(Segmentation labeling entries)

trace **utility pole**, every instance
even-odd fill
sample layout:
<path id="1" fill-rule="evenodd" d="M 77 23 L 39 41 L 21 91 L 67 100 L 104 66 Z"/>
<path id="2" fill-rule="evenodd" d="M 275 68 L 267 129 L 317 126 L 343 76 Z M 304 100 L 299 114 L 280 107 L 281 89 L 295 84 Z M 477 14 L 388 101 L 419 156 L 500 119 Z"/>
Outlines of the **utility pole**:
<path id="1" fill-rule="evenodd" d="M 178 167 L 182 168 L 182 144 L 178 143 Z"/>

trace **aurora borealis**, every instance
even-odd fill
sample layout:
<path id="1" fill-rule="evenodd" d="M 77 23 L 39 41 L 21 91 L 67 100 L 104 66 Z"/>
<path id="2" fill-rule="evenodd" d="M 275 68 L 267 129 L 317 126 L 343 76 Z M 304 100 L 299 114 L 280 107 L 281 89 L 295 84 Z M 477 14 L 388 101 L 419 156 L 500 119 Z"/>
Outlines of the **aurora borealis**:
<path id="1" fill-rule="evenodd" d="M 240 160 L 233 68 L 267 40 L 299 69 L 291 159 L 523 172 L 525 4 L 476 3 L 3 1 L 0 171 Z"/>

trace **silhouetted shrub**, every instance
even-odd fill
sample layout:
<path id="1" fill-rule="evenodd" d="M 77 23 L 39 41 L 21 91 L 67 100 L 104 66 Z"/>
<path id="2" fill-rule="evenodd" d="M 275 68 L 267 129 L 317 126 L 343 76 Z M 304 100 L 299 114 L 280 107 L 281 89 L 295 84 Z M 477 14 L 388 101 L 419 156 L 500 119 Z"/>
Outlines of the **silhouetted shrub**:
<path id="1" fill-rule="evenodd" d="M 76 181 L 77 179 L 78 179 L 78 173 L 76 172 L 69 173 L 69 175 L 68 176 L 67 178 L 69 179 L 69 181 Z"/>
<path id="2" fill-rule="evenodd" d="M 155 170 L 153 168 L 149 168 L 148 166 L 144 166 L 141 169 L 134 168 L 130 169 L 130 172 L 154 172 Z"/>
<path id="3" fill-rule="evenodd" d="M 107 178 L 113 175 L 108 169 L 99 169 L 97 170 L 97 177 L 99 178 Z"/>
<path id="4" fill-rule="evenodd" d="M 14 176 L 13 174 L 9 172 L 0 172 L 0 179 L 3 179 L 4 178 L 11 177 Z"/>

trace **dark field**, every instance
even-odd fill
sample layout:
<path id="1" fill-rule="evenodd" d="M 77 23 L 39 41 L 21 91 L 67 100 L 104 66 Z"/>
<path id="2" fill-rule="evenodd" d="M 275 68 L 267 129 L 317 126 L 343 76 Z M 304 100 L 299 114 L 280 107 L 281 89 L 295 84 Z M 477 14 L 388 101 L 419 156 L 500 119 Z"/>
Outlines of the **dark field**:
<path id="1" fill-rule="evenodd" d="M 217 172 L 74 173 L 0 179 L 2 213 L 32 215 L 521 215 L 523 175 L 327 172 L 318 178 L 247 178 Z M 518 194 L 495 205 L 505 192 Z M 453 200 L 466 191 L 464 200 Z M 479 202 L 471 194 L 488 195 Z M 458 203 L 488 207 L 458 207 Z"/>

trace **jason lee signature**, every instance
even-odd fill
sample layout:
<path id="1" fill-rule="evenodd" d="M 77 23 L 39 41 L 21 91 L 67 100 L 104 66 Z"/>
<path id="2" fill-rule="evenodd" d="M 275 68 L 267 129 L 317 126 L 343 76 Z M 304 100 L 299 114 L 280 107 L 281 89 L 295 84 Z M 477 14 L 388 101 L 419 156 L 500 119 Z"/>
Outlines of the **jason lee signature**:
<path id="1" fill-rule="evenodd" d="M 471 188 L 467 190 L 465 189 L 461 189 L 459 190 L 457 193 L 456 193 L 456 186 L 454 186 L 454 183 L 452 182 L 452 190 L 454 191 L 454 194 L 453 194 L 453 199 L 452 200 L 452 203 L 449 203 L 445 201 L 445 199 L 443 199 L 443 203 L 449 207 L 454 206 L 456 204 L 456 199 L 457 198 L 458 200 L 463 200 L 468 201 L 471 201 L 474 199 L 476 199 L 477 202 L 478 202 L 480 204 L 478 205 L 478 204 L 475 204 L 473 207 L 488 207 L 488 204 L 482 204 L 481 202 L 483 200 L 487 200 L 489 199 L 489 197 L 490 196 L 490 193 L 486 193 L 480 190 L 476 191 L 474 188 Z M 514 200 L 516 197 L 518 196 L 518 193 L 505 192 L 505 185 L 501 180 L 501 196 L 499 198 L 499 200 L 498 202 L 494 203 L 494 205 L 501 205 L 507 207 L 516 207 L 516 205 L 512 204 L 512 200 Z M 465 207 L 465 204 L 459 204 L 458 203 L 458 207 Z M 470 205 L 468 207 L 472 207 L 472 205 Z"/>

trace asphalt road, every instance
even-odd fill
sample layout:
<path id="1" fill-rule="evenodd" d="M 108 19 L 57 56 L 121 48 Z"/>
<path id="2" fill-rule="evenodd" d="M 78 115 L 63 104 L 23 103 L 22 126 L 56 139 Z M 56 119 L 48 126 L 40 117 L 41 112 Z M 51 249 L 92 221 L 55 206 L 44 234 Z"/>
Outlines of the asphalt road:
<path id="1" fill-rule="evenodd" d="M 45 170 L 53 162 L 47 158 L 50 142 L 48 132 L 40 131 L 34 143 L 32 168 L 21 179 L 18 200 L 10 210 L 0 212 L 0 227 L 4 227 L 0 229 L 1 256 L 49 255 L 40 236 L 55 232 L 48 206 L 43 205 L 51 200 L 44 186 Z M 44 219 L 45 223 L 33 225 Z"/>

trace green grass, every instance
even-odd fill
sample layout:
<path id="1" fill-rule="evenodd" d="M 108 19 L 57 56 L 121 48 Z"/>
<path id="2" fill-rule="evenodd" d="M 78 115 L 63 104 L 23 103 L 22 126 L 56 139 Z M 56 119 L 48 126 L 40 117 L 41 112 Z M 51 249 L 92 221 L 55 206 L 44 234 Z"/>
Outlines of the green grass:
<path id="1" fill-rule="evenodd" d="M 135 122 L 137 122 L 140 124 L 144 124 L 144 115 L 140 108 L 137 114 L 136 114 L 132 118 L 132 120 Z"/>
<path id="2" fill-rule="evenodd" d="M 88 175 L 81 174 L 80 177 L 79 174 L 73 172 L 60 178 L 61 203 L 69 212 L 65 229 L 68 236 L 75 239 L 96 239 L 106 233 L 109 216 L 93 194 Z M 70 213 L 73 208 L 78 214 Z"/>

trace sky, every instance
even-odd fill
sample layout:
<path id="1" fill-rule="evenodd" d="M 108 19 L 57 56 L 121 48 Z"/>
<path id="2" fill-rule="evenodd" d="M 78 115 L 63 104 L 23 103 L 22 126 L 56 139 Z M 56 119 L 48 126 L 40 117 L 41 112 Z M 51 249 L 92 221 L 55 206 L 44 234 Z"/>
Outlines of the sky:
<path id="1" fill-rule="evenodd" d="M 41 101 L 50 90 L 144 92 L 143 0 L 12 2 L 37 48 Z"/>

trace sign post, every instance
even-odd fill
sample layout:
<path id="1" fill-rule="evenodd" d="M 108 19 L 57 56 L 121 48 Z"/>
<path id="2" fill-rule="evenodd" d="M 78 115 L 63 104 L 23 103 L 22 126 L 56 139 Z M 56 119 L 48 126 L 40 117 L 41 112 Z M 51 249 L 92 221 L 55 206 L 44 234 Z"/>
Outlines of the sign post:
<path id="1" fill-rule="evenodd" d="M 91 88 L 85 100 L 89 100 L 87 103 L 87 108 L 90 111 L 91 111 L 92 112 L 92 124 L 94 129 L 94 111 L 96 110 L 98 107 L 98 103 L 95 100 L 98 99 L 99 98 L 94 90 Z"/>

GIVEN TASK:
Pull out the lines running from "trace asphalt road, every instance" through "Outlines of the asphalt", and reproduce them word for word.

RESPONSE BELOW:
trace asphalt road, every instance
even-odd fill
sample layout:
<path id="1" fill-rule="evenodd" d="M 108 19 L 57 56 L 121 48 Z"/>
<path id="2" fill-rule="evenodd" d="M 78 115 L 63 104 L 23 103 L 22 126 L 56 139 Z M 56 119 L 48 126 L 40 117 L 41 112 Z M 51 249 L 92 221 L 55 206 L 44 234 Z"/>
Outlines of the asphalt road:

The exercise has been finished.